Aim of the task:
Reproduce the records below verbatim, line for line, without altering any character.

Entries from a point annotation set
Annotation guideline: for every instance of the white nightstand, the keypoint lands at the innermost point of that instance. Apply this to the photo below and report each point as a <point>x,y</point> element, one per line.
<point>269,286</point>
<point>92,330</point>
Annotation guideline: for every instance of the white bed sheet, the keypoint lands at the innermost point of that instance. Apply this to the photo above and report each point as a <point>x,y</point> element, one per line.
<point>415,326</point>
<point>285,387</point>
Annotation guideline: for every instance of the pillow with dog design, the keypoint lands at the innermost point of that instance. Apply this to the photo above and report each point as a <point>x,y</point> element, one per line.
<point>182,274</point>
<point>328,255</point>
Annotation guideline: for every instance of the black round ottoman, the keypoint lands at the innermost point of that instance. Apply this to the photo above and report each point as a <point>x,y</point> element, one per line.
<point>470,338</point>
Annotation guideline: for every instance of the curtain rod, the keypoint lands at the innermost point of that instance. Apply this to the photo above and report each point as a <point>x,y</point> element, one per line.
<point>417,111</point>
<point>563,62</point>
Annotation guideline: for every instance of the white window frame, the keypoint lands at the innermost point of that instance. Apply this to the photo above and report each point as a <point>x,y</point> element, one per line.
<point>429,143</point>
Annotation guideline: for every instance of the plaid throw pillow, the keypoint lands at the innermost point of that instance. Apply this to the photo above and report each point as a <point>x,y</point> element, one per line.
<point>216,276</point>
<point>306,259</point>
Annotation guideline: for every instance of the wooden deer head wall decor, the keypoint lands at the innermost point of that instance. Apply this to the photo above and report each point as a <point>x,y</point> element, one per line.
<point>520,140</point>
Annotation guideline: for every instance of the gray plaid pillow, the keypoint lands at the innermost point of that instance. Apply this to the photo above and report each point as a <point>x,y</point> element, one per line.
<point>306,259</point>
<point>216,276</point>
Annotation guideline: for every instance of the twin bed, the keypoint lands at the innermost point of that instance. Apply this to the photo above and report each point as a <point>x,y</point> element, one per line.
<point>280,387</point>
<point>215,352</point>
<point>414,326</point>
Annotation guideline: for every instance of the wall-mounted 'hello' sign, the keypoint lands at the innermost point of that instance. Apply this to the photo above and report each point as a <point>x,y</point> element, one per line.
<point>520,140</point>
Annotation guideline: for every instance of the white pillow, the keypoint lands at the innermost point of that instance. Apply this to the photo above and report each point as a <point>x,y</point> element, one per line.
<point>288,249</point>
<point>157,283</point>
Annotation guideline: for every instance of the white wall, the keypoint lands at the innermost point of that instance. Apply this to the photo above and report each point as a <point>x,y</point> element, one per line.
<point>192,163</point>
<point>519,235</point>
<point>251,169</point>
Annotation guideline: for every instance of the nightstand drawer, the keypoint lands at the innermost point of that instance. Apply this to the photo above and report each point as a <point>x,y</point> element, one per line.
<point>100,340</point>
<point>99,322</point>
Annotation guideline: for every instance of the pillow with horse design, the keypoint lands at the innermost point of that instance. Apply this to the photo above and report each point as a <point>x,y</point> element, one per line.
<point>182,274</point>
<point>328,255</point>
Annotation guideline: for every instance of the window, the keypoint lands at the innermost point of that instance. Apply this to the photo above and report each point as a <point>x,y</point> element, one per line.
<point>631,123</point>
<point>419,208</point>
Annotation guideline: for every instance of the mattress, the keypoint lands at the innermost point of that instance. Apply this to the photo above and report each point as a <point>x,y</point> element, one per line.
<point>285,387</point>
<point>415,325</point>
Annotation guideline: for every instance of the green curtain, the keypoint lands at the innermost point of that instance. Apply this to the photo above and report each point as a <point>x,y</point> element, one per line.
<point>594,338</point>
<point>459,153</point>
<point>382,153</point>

Response to the exercise:
Annotation guideline: for every instance of the white nightstand, the keypoint lands at the innermost point of that instance. Apply this to the photo below and report each point as a <point>x,y</point> element, one per line.
<point>269,286</point>
<point>92,330</point>
Annotation guideline: for every instance of the white bed sheet, the keypoint lands at the innermost point of that instance. Apply this to the photo above and report each point as a <point>x,y</point> element, one per line.
<point>415,326</point>
<point>285,387</point>
Annotation guideline: for every instance of the pillow with dog design, the keypoint lands at the innermost point of that instance. Apply this to the photo above and report each point as a <point>x,y</point> element, one per line.
<point>182,274</point>
<point>328,255</point>
Annotation guideline: for every instance of the black round ottoman, the keypoint lands at the innermost point of that instance. Apply this to the photo above and report each point as a <point>x,y</point> element, one per line.
<point>470,338</point>
Annotation guideline: for every instance of the curtain rod, the keypoint lands at the innermost point of that instance. Apply this to the photo above and report each point as a <point>x,y</point> element, one per line.
<point>417,111</point>
<point>563,62</point>
Annotation guideline: for every instance of the white window frame, the keypoint lands at the innermost point of that instance. Apply this to the photo above and report each point as a <point>x,y</point> element, one per line.
<point>429,143</point>
Annotation guideline: for every instance of the plaid throw pillow, the keypoint lands at the innermost point of that instance. Apply this to the photo above and report each point as a <point>x,y</point> element, one per line.
<point>216,276</point>
<point>306,259</point>
Annotation guideline: for every instance of the wooden deer head wall decor, the keypoint lands at the innermost point of that instance. Apply this to the photo above and report each point as a <point>x,y</point> element, one per line.
<point>520,140</point>
Annotation guideline: for every instance of the gray plaid pillow, the keypoint lands at the innermost point of that instance. Apply this to the photo above and report each point as a <point>x,y</point> element, one per line.
<point>306,259</point>
<point>216,276</point>
Annotation guideline: for every instance of the twin bed, the keypoint lands at the innermost point of that instance. Apply this to the photo above and report each point as a <point>x,y</point> element, one per line.
<point>280,387</point>
<point>215,352</point>
<point>414,326</point>
Annotation guideline: for every instance of the wall-mounted 'hello' sign, the keypoint lands at the innermost point of that instance. Apply this to the photo above and report each point as a <point>x,y</point> element, one per line.
<point>520,140</point>
Annotation guideline: for every instance of the white pillow, the keypoint lands at the innermost point of that instance. Apply this to the photo above and report each point as a <point>x,y</point> element, one per line.
<point>288,249</point>
<point>157,283</point>
Annotation guideline: for every instance of the white wall, the keypoint lands at the innermost point of that instance. Apply this to the photo above and report each point as a <point>x,y</point> element, one per line.
<point>192,163</point>
<point>519,235</point>
<point>251,169</point>
Annotation guideline: for every instance of the nightstand drawer, the keypoint lands at the innermost point of that instance. Apply this to the photo above and report each point as a <point>x,y</point> element, one per line.
<point>100,340</point>
<point>99,322</point>
Annotation guideline: for every instance of the pillow with horse design, the keypoint lands at the innermost point of that instance. Apply this to the photo above and report each point as a <point>x,y</point> element, one per line.
<point>182,274</point>
<point>328,255</point>
Annotation guideline: for every instance of the window, the keypoint lands at the innermost point of that instance. Apply this to the photo above and report each point as a <point>x,y</point> element, one per line.
<point>631,123</point>
<point>419,208</point>
Annotation guideline: for every instance of the mattress, the keypoint lands at the innermost point of that instance. Apply this to the photo above and report each point as a <point>x,y</point> element, one per line.
<point>285,387</point>
<point>415,325</point>
Annotation guideline: for every instance of the green curtain, the keypoint lands at the innermost point of that instance. Apply this to the photo above and report each point as a <point>x,y</point> element, one per line.
<point>594,338</point>
<point>459,153</point>
<point>382,153</point>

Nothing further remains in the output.